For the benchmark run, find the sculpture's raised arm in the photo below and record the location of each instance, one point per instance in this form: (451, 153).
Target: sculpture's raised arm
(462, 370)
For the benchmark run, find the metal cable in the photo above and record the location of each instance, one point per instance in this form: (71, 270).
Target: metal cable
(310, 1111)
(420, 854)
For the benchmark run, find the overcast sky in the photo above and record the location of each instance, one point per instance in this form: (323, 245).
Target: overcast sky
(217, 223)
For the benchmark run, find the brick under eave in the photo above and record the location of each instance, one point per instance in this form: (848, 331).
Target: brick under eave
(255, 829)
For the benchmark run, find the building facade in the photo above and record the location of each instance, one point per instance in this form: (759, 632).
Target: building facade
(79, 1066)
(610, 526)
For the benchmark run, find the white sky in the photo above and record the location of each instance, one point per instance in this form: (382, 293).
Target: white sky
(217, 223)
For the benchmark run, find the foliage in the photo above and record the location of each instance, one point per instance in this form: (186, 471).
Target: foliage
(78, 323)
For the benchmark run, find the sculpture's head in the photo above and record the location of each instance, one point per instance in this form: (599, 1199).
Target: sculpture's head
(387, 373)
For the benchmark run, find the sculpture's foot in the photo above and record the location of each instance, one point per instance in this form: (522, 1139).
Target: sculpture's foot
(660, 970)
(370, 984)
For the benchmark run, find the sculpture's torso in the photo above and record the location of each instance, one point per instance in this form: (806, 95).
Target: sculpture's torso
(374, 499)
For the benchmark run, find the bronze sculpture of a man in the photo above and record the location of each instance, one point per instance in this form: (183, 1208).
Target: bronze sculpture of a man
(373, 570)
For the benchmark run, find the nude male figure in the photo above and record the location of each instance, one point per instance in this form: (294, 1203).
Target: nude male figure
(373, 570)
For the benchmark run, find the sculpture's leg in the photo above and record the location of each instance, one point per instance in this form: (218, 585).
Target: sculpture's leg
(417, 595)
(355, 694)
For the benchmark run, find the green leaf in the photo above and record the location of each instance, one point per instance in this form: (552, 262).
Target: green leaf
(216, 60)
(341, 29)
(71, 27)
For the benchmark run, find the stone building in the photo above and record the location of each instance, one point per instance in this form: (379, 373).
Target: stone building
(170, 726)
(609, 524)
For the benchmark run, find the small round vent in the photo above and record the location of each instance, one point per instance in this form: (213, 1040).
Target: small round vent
——
## Goal of the exercise
Copy out all of the lines above word for word, with nothing added, dropped, or changed.

## Final answer
For the benchmark run, find the sculpture's raised arm in the photo below and record the location of each instance, one point per instance in this form: (451, 153).
Target: sculpture's raised arm
(462, 370)
For the benchmark run, find the metal cable in the photo above and record the location of each instance, one point per instance in this form: (71, 270).
Target: metal cable
(310, 1111)
(420, 854)
For the benchmark run, find the overcast sky in the photo above and record the location of each instance, one point per instance in this form: (323, 245).
Target: overcast sky
(217, 223)
For the benchmark run, find the brick under eave in the photo above and record the location of each instance, one point per instance in this form: (848, 331).
Target: brick under eave
(255, 829)
For the benchmark run, find the building facade in the photo above and record the location of each instance, one point per instance in this form: (759, 632).
Target: building facade
(79, 1066)
(610, 526)
For the benchmark run, find the white sky in the photo above and record the location of each instance, one point per instance in this form: (382, 293).
Target: white sky
(217, 223)
For the benchmark run, find the foliage in the photo above and record the location of each instance, one point per instance in this form: (186, 471).
Target: foliage
(78, 323)
For the benchmark run, find the sculpture's head in the photo above and record the location of each instance, one point per instance in this form: (599, 1199).
Target: sculpture's head
(387, 373)
For the benchmark run, find the sculpture's foot in the photo above and record the location of each instance, one point per instance in this form: (522, 1139).
Target: sculpture's foot
(660, 970)
(370, 984)
For the benchmark run, find the sculpture's torso in the photo above and record the location of each instance, one point per instance in this form: (806, 95).
Target: sculpture's torso
(374, 499)
For the benchmark run, find the bronze sculpture of a man in the photo above and record the location of each instance, one point per instance in this form: (183, 1208).
Target: bronze sculpture of a man
(373, 570)
For the benchmark run, find the nude male figure in the photo above and record the location of each instance, one point per instance in this form: (294, 1203).
Target: nude male figure
(373, 570)
For the benchmark run, find the sculpture's leg in the photo above and record the location of each instance, one point per instance in this form: (218, 585).
Target: sculpture's leg
(417, 595)
(355, 694)
For the benchmark run, find the green leaf in the photo above and record the location of each instance, one point per instance in this form: (552, 262).
Target: green leaf
(216, 60)
(341, 29)
(71, 27)
For the benchmark run, find the stone building in the photo above and record the location of each instance, one point per instance in this form: (379, 373).
Target: stone building
(170, 726)
(609, 524)
For the benchmark run, find the small round vent in the photo above and record the location of each instance, one point per instance in this form: (213, 1040).
Target: small round vent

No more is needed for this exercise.